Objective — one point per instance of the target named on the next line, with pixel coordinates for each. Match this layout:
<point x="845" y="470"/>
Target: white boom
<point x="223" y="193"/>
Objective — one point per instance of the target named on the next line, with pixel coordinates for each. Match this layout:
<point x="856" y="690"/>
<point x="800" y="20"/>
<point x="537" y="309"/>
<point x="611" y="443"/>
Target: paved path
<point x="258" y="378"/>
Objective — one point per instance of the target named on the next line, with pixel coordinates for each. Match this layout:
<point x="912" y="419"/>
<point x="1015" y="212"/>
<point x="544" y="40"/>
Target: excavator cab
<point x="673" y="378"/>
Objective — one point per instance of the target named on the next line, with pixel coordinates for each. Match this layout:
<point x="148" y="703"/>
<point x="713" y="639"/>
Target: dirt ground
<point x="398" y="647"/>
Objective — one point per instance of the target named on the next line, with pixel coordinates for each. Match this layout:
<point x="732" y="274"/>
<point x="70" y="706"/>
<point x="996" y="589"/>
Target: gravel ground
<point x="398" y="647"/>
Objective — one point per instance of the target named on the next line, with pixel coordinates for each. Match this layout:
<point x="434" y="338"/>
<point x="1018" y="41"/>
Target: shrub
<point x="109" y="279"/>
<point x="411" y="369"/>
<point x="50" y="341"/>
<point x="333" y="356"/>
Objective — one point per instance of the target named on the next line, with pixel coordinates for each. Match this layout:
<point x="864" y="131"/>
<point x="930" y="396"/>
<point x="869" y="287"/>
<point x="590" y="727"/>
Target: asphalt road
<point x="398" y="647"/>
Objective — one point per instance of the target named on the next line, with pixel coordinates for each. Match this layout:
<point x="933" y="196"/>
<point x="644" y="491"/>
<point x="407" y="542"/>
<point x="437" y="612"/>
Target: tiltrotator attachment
____________
Description of the task –
The material above must be written out again in full, exactly.

Expected output –
Objective — one point per instance of the target named on the next line, with pixel coordinates for each. Match this layout:
<point x="845" y="470"/>
Target: white boom
<point x="223" y="193"/>
Objective — one point per instance of the target named on the next line, with pixel coordinates for each. Match this layout:
<point x="856" y="690"/>
<point x="800" y="20"/>
<point x="537" y="309"/>
<point x="611" y="443"/>
Target: paved path
<point x="258" y="378"/>
Objective — one point per instance of the target named on the next line, with pixel coordinates for each. Match this layout:
<point x="912" y="419"/>
<point x="1015" y="212"/>
<point x="544" y="40"/>
Target: excavator cab
<point x="673" y="378"/>
Objective — one point per instance of the target named on the next line, with pixel coordinates for each. Match this layout:
<point x="148" y="703"/>
<point x="713" y="639"/>
Target: dirt ground
<point x="398" y="647"/>
Objective — one point per instance of the target named on the next line, with pixel coordinates for each. Match this layout:
<point x="732" y="274"/>
<point x="70" y="706"/>
<point x="996" y="589"/>
Target: gravel ground
<point x="398" y="647"/>
Objective — one point per instance of the target named on the next line, with pixel coordinates for each. Match this layout:
<point x="434" y="338"/>
<point x="1018" y="41"/>
Target: shrub
<point x="109" y="279"/>
<point x="411" y="369"/>
<point x="50" y="341"/>
<point x="333" y="356"/>
Objective — one point per instance of the target named on the next line, with pixel coordinates for each. Match this layout:
<point x="864" y="131"/>
<point x="930" y="396"/>
<point x="869" y="287"/>
<point x="590" y="727"/>
Target: asphalt road
<point x="398" y="647"/>
Objective — one point per instance of the target named on the next line, with pixel coordinates for each. Match this layout:
<point x="933" y="196"/>
<point x="644" y="491"/>
<point x="407" y="542"/>
<point x="437" y="612"/>
Target: tiltrotator attachment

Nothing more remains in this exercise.